>>>>
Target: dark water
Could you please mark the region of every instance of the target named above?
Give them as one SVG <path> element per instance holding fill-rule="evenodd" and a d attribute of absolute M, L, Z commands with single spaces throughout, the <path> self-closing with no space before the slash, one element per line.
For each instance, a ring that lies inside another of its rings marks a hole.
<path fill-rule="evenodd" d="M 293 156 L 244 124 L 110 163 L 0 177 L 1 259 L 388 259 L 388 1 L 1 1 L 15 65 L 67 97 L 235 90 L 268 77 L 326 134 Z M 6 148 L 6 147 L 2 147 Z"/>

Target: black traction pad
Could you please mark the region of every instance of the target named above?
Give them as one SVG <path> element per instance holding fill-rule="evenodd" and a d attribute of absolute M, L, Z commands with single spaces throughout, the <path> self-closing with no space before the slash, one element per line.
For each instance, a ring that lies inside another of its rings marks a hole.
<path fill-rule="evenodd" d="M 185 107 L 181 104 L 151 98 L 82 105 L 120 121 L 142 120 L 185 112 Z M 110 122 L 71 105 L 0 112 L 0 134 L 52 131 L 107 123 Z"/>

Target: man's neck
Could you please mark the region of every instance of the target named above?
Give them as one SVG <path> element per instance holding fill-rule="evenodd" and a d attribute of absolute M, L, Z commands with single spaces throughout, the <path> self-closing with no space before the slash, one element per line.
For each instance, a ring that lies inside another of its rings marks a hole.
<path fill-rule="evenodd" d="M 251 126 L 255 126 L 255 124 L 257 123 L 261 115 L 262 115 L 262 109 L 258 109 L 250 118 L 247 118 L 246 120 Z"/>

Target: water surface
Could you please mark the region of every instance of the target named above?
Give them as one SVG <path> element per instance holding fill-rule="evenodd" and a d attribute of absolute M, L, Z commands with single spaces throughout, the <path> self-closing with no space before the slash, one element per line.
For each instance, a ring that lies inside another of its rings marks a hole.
<<<<
• **Exercise**
The records above should be repeated word for word.

• **Response**
Target: dark water
Could you please mark the region of every instance of the target named above?
Give them as one SVG <path> element per instance holding fill-rule="evenodd" and a d attribute of absolute M, L, Z commands with single spaces throughout, the <path> self-closing with no space before the slash, one element per line.
For each instance, a ring that lies inside another of its rings marks a hole.
<path fill-rule="evenodd" d="M 293 156 L 244 124 L 110 163 L 0 177 L 1 259 L 388 259 L 388 1 L 1 1 L 15 65 L 67 97 L 235 90 L 268 77 L 326 134 Z M 6 148 L 6 147 L 2 147 Z"/>

Target: black traction pad
Could you please mark the region of every instance of the target named above?
Give them as one SVG <path> element per instance holding fill-rule="evenodd" and a d attribute of absolute M, L, Z commands with single spaces throughout, the <path> self-closing with no space before the slash, one element per line.
For each instance, a ring that lies inside another of its rings marks a hole.
<path fill-rule="evenodd" d="M 185 107 L 181 104 L 151 98 L 82 105 L 120 121 L 142 120 L 185 112 Z M 110 122 L 71 105 L 0 112 L 0 134 L 52 131 L 107 123 Z"/>

Target: man's neck
Could you please mark the region of every instance of the target named above?
Give them as one SVG <path> element per instance holding fill-rule="evenodd" and a d attribute of absolute M, L, Z commands with single spaces throughout, the <path> self-closing with no space before the slash, one element per line.
For each instance, a ring that lies inside another of its rings marks a hole.
<path fill-rule="evenodd" d="M 251 126 L 255 126 L 255 124 L 257 123 L 261 115 L 262 115 L 262 109 L 258 109 L 250 118 L 247 118 L 246 120 Z"/>

Target: water surface
Could you please mark the region of every instance of the target named above?
Give them as one SVG <path> element per instance holding fill-rule="evenodd" and a d attribute of absolute M, L, Z commands with single spaces throughout, the <path> self-closing with no space before the slash, one element per line.
For each instance, a ring that lies inside another of its rings marks a hole.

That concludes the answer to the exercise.